(A block of data)
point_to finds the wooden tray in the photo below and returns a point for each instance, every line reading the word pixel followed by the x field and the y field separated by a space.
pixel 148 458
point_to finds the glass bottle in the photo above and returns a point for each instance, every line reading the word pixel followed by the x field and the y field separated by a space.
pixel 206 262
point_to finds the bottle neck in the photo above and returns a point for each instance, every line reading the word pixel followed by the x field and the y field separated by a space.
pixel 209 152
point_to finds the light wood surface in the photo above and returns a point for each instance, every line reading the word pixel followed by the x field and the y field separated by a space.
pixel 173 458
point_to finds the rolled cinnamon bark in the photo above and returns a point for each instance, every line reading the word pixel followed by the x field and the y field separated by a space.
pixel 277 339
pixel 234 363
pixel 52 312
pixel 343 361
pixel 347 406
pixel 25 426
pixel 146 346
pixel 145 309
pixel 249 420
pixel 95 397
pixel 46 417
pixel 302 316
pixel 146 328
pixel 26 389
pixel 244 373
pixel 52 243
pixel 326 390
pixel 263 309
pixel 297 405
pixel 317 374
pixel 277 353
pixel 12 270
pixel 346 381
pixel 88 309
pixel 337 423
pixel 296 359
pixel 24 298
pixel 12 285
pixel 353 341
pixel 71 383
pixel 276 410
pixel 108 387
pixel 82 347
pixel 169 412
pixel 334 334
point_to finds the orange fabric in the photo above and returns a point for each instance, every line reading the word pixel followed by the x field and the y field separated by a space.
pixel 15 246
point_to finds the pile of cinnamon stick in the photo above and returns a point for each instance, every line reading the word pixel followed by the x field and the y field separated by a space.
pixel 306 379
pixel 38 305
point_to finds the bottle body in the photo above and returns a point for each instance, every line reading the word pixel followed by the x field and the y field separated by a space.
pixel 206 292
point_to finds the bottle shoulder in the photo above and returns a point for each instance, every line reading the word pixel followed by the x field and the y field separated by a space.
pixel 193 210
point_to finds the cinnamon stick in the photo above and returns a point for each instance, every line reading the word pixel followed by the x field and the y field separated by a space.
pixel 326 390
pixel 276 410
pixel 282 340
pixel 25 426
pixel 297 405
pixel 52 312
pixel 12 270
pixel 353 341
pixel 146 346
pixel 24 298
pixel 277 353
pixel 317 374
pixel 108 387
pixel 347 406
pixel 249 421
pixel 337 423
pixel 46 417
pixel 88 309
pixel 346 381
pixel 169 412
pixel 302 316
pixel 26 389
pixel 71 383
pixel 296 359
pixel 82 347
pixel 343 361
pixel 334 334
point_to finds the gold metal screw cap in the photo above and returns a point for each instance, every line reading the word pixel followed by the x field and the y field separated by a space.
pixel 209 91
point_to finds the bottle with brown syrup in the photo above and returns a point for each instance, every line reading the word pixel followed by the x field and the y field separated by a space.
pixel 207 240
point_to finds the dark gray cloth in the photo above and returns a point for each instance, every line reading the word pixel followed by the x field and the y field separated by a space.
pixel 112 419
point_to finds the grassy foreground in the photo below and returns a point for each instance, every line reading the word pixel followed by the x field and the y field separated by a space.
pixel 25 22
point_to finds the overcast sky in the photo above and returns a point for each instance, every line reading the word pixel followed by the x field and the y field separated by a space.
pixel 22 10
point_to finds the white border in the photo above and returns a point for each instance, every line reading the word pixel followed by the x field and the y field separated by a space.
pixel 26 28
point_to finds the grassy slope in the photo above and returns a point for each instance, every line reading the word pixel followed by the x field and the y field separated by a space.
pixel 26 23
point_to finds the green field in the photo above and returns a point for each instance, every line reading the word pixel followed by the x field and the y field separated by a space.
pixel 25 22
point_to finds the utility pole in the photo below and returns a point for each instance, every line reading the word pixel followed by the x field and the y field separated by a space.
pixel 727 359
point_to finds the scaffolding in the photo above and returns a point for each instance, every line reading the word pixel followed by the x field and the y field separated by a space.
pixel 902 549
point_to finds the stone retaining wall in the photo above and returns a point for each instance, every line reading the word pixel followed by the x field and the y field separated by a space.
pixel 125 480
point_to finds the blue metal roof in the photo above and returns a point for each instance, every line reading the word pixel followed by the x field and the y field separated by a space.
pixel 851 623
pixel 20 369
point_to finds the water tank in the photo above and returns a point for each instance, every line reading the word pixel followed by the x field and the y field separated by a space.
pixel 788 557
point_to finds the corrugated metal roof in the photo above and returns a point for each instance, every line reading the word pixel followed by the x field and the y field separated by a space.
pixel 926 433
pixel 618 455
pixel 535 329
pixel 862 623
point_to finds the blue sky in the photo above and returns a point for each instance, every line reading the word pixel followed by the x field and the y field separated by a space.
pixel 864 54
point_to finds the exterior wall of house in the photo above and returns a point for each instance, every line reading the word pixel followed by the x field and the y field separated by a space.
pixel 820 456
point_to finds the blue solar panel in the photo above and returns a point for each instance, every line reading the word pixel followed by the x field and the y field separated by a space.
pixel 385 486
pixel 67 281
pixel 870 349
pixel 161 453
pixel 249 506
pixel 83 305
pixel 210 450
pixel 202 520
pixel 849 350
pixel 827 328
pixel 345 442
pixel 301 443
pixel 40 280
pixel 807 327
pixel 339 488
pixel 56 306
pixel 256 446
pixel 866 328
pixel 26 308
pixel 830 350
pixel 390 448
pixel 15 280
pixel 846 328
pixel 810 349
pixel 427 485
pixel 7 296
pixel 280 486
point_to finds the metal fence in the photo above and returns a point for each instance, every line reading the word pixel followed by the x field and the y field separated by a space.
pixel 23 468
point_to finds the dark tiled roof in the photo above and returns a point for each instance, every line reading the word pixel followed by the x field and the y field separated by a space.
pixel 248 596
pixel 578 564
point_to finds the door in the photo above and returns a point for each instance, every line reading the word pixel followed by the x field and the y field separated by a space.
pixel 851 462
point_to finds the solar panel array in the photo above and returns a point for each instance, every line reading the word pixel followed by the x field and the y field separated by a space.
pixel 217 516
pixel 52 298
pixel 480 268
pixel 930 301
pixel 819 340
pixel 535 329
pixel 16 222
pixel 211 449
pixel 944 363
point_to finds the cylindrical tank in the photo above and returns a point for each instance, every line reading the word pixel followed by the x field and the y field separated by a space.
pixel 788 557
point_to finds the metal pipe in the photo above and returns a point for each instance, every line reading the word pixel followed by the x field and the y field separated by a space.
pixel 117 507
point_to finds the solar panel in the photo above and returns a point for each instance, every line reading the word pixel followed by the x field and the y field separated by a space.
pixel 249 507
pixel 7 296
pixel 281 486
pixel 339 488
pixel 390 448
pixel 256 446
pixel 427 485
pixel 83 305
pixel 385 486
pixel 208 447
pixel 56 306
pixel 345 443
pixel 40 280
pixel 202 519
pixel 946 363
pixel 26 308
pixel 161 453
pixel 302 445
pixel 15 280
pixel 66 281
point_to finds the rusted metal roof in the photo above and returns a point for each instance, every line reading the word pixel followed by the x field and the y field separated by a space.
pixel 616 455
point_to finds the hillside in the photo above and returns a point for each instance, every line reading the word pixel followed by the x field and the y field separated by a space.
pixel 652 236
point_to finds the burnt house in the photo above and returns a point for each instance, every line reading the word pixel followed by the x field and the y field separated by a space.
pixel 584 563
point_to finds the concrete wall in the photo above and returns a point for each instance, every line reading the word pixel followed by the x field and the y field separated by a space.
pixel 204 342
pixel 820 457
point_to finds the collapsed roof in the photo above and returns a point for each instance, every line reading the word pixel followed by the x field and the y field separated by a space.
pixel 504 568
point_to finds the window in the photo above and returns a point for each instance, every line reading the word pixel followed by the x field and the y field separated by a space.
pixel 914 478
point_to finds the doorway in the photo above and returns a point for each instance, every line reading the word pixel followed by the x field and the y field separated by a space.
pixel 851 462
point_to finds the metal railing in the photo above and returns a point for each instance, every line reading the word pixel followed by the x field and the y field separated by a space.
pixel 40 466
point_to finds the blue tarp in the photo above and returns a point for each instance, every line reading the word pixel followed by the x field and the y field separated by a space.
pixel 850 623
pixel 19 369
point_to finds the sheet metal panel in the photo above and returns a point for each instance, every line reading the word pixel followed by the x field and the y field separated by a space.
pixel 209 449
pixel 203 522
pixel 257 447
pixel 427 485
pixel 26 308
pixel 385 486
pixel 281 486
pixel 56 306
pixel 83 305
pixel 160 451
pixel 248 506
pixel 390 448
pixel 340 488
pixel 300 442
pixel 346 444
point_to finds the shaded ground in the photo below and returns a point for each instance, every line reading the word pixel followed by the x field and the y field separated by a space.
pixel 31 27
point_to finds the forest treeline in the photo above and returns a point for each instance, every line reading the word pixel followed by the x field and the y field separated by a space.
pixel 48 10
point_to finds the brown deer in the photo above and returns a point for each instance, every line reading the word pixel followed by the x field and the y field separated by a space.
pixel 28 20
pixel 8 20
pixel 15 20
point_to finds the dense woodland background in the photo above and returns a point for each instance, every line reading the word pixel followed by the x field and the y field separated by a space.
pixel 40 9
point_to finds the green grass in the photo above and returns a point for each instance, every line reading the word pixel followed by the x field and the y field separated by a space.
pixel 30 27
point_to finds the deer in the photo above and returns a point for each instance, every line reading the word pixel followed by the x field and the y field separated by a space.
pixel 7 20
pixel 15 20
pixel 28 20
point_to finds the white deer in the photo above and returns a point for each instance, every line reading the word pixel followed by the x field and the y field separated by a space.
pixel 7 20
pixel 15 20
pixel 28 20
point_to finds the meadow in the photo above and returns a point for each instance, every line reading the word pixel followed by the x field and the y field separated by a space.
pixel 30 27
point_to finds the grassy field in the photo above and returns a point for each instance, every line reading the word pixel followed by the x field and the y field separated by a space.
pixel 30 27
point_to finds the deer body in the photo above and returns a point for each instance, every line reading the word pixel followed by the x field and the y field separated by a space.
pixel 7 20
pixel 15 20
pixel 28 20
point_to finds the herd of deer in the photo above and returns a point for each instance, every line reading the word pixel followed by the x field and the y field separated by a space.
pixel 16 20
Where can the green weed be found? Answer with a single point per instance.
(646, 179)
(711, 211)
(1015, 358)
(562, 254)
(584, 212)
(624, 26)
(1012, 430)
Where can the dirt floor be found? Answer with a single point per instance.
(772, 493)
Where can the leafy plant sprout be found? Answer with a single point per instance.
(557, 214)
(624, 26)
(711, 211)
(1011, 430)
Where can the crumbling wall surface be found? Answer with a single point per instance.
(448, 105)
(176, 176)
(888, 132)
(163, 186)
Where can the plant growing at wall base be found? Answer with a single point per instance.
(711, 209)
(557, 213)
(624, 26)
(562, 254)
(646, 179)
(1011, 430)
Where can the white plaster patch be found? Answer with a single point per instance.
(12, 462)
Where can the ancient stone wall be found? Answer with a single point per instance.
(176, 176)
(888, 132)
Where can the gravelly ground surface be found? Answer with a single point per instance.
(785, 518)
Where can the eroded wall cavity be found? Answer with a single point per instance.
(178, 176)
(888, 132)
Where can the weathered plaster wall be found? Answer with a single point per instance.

• _What this task involves_: Rewrite the entries between the line holding "point_to finds the blue solar" and the line holding "pixel 202 520", inclusive, changing "blue solar panel" to "rooftop solar array" and leaving everything else as it is.

• _Answer for the task_:
point_to finds the rooftop solar array in the photo above and returns a point for each instance, every line reading the word pixel followed by the x field and the y field separated by a space.
pixel 385 486
pixel 67 281
pixel 870 349
pixel 161 453
pixel 249 506
pixel 83 305
pixel 210 450
pixel 202 520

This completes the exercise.